Challenge:
In the listing below, quote verbatim every line from the one containing "Can you find the canadian" up to and including the one containing "point(360, 215)".

Excerpts from a point labeling dataset
>> BEGIN

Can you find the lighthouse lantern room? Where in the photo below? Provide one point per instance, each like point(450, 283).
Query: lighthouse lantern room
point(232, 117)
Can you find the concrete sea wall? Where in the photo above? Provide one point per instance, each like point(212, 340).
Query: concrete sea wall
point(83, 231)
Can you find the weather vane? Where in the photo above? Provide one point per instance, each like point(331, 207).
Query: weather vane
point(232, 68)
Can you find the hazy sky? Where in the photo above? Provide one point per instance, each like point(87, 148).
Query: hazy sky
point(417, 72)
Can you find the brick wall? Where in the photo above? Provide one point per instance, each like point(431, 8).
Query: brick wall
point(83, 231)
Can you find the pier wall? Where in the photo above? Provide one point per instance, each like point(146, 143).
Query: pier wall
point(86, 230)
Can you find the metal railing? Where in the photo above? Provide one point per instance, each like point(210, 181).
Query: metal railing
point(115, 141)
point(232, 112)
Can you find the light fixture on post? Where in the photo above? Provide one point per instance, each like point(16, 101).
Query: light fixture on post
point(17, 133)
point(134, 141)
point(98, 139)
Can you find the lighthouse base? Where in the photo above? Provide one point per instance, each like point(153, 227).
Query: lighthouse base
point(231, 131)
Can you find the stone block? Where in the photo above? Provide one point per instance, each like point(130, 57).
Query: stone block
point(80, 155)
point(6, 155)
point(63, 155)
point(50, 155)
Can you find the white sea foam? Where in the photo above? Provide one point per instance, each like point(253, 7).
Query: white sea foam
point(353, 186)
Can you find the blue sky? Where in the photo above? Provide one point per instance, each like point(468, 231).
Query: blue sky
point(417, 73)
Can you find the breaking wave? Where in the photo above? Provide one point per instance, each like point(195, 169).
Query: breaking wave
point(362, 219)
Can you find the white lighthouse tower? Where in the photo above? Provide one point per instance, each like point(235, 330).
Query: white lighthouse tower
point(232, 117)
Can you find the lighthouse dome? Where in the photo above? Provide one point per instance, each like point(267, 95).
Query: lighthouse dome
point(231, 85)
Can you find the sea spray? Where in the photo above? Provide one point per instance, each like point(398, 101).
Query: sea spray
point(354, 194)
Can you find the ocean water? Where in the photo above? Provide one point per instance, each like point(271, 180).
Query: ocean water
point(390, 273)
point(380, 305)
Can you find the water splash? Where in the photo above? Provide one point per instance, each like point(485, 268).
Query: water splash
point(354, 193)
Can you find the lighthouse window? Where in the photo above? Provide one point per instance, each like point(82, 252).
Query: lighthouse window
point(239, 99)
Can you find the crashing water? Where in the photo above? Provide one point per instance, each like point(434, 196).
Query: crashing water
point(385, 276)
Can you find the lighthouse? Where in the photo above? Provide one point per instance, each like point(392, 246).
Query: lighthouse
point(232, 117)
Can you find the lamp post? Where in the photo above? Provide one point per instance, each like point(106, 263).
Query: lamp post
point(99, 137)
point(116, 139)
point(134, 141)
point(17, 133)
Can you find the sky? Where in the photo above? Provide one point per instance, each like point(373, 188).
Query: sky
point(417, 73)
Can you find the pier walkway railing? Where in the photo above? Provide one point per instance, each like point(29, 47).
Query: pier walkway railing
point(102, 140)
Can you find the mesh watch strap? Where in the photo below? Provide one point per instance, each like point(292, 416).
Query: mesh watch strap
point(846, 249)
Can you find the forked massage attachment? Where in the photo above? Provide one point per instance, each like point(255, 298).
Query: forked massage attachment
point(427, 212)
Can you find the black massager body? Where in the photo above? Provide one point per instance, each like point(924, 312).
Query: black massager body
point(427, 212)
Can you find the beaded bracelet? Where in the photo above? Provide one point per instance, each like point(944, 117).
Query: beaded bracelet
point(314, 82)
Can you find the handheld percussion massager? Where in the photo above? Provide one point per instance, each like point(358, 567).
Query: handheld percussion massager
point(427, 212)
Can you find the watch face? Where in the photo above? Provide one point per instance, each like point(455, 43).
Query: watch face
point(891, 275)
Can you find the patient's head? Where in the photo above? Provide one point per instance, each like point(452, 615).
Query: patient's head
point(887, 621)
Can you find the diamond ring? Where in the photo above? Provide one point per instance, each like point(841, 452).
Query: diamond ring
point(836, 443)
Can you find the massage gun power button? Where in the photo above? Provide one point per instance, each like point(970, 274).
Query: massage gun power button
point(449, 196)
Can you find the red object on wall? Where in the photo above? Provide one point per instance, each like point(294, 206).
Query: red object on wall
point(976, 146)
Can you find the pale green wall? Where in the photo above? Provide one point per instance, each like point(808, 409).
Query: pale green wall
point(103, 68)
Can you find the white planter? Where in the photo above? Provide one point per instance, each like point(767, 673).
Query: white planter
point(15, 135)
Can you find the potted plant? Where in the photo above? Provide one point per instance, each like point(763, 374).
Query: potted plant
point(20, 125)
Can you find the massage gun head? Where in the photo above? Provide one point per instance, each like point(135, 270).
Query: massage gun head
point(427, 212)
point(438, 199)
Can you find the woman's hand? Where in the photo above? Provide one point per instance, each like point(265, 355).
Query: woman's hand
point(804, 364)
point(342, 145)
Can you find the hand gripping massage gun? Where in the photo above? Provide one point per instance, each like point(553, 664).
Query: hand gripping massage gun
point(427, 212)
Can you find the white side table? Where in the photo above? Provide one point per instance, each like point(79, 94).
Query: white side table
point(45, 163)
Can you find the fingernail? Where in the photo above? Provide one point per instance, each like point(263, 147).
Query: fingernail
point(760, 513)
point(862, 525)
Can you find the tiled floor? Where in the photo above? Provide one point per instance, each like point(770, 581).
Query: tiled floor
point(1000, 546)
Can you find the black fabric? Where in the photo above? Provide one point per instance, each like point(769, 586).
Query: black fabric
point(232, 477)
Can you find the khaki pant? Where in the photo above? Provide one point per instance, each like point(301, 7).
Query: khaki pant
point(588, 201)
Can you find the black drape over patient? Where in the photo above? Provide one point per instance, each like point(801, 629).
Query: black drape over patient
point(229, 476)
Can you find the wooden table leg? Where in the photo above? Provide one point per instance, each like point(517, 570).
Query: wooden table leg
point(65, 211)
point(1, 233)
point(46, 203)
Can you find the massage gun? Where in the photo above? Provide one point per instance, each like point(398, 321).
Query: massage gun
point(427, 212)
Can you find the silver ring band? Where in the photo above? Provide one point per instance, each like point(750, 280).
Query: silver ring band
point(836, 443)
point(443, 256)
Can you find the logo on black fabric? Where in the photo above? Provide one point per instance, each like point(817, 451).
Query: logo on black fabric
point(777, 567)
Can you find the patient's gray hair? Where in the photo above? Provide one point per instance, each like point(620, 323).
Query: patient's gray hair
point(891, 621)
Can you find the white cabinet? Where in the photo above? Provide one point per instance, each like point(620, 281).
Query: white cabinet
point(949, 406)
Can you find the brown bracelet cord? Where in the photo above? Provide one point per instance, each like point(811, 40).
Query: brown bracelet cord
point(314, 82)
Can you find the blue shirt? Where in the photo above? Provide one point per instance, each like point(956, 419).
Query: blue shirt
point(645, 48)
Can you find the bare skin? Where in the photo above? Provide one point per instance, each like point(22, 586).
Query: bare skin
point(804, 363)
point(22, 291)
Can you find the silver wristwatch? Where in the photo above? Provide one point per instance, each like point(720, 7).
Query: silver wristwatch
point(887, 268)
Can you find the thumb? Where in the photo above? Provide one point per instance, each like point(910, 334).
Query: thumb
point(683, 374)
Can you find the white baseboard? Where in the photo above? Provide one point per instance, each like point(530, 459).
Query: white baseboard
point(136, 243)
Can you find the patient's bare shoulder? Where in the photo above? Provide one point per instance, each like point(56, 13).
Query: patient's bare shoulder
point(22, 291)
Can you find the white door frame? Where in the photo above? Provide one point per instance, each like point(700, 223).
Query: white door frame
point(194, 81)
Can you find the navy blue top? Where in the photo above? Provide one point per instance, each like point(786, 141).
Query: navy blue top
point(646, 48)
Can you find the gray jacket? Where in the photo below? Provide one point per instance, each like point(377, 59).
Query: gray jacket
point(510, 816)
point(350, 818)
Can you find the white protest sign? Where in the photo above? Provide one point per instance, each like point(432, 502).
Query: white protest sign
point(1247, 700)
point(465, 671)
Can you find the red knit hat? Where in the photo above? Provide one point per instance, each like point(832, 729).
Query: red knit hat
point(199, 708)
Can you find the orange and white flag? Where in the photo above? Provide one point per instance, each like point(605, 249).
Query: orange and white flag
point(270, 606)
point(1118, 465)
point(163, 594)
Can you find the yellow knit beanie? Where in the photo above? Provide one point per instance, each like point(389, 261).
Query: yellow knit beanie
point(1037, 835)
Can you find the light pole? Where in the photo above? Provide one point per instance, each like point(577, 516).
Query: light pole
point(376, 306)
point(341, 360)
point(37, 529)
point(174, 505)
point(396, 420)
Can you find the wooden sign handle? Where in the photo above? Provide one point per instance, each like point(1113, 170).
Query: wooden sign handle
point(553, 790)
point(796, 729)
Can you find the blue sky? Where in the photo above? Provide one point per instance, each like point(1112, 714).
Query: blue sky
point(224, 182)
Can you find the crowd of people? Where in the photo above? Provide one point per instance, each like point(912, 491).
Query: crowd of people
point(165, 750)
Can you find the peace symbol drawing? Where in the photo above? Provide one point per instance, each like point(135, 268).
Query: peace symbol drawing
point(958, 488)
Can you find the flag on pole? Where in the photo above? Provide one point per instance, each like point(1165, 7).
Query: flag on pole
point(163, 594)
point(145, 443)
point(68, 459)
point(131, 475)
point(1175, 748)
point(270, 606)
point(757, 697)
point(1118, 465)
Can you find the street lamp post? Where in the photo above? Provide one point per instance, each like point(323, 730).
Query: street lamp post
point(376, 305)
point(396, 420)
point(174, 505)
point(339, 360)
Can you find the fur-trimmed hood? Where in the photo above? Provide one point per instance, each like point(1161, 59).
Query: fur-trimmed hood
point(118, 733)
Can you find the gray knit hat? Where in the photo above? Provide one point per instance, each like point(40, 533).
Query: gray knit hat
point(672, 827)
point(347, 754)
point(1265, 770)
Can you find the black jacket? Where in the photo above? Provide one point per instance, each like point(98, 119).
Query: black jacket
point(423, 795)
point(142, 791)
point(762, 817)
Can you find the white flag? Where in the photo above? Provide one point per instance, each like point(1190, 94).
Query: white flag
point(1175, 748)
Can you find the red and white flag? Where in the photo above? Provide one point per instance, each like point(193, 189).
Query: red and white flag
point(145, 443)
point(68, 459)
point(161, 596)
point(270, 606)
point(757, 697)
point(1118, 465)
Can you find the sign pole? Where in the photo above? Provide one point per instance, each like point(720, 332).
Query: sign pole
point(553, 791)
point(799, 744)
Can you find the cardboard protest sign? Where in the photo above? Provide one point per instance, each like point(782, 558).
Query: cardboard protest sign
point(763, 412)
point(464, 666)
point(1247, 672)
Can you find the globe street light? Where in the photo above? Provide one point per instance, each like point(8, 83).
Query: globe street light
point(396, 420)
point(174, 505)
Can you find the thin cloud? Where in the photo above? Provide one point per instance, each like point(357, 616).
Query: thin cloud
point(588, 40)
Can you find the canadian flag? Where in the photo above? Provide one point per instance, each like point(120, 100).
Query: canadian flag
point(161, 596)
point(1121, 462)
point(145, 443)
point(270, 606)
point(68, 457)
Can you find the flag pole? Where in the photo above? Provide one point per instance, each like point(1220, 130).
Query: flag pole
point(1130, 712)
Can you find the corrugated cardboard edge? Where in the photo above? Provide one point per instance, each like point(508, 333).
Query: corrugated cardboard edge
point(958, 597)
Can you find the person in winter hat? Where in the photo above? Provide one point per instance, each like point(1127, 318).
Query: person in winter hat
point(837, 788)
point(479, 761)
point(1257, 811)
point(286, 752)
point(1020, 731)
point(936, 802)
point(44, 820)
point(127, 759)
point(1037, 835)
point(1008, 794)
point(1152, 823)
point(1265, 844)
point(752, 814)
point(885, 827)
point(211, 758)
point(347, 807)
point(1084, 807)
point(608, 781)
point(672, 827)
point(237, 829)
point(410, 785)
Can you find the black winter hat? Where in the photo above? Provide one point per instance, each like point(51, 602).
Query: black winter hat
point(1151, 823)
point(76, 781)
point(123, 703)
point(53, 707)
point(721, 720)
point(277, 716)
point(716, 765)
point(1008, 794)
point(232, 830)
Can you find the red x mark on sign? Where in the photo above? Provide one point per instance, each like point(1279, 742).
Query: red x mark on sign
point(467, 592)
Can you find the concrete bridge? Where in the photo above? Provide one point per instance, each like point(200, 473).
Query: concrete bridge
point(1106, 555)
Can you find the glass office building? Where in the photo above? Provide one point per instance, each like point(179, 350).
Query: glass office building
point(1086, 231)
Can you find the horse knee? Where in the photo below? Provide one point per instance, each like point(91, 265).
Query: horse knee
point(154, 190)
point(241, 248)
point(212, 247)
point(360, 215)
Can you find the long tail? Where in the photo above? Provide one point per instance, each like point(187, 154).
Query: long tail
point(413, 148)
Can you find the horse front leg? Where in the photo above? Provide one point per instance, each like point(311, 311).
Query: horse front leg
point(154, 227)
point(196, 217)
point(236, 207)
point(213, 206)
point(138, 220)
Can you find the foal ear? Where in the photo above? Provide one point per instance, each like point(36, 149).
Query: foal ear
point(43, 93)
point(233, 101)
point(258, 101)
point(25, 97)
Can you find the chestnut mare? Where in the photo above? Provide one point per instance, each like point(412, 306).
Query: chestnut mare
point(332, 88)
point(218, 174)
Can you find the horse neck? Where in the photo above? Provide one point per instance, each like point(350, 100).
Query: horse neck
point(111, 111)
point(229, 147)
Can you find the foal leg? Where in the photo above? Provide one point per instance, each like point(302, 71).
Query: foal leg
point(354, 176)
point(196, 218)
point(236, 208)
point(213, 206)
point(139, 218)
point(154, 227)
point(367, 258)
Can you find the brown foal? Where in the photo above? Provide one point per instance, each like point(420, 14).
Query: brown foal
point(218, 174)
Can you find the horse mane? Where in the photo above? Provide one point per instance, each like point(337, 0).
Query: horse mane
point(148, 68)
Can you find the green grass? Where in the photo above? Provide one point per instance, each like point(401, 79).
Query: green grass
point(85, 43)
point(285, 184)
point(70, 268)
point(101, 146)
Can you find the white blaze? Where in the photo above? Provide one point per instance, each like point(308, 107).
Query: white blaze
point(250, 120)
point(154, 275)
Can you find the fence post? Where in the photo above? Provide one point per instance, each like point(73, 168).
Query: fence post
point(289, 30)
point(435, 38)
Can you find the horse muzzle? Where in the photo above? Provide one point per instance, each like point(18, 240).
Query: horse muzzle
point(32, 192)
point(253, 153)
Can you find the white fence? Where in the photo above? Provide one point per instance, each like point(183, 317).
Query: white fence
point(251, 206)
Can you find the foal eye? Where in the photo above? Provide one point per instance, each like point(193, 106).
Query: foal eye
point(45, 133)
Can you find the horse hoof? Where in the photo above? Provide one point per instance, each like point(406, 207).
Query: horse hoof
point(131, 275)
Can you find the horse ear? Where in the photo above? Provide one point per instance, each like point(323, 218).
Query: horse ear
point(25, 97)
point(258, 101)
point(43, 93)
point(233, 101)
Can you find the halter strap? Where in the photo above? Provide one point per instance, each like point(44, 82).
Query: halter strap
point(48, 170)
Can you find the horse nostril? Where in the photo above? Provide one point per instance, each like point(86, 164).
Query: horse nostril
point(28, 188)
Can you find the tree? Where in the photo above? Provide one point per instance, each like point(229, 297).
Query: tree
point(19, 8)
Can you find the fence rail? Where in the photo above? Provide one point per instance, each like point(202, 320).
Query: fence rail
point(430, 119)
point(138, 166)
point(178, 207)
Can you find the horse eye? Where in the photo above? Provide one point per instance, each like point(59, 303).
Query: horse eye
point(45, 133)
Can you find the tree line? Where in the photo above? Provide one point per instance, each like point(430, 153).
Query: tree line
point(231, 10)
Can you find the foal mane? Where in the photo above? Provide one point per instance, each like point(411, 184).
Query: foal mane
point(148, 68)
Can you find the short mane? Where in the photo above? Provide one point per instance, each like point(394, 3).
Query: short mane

>> END

Reply:
Can you find the canadian flag? Where in the photo above? Provide one point per instance, each like point(120, 100).
Query: canadian flag
point(161, 596)
point(1121, 462)
point(145, 443)
point(270, 606)
point(68, 457)
Can you find the flag pole? Where in the photo above? Provide one point per instance, each like point(1220, 130).
Query: flag pole
point(1130, 712)
Can you find the corrugated cardboard edge? Where in the photo above? Provide one point per instance, each like point(508, 333).
Query: corrugated cardboard edge
point(958, 597)
Can you find the person in winter hat? Where in the photo above? Provide one point per instance, each like point(1127, 318).
Query: person in winter hat
point(837, 788)
point(479, 761)
point(1257, 811)
point(286, 752)
point(1020, 731)
point(936, 802)
point(44, 820)
point(127, 759)
point(1037, 835)
point(1008, 794)
point(1152, 823)
point(1265, 844)
point(752, 814)
point(885, 827)
point(211, 758)
point(347, 807)
point(1084, 807)
point(608, 781)
point(672, 827)
point(237, 829)
point(410, 785)
Can you find the black winter hat? Where in the photo above? Provide one point per instance, each like point(51, 602).
Query: black winter hat
point(1151, 823)
point(76, 781)
point(123, 703)
point(53, 707)
point(721, 720)
point(277, 716)
point(716, 765)
point(1008, 794)
point(232, 830)
Can you find the red x mark on sign? Where in the photo above? Provide one point per instance, each like point(1279, 742).
Query: red x mark on sign
point(467, 592)
Can you find the concrete bridge? Where in the photo above? Provide one point per instance, each like point(200, 473).
Query: concrete bridge
point(1106, 555)
Can you find the glass office building? Where in the photo above? Provide one point per instance, each like point(179, 350).
Query: glass office building
point(1086, 231)
Can you find the horse knee? Where in the photo below? Provide one point per instance, each like point(91, 265).
Query: horse knee
point(154, 190)
point(241, 248)
point(212, 247)
point(360, 215)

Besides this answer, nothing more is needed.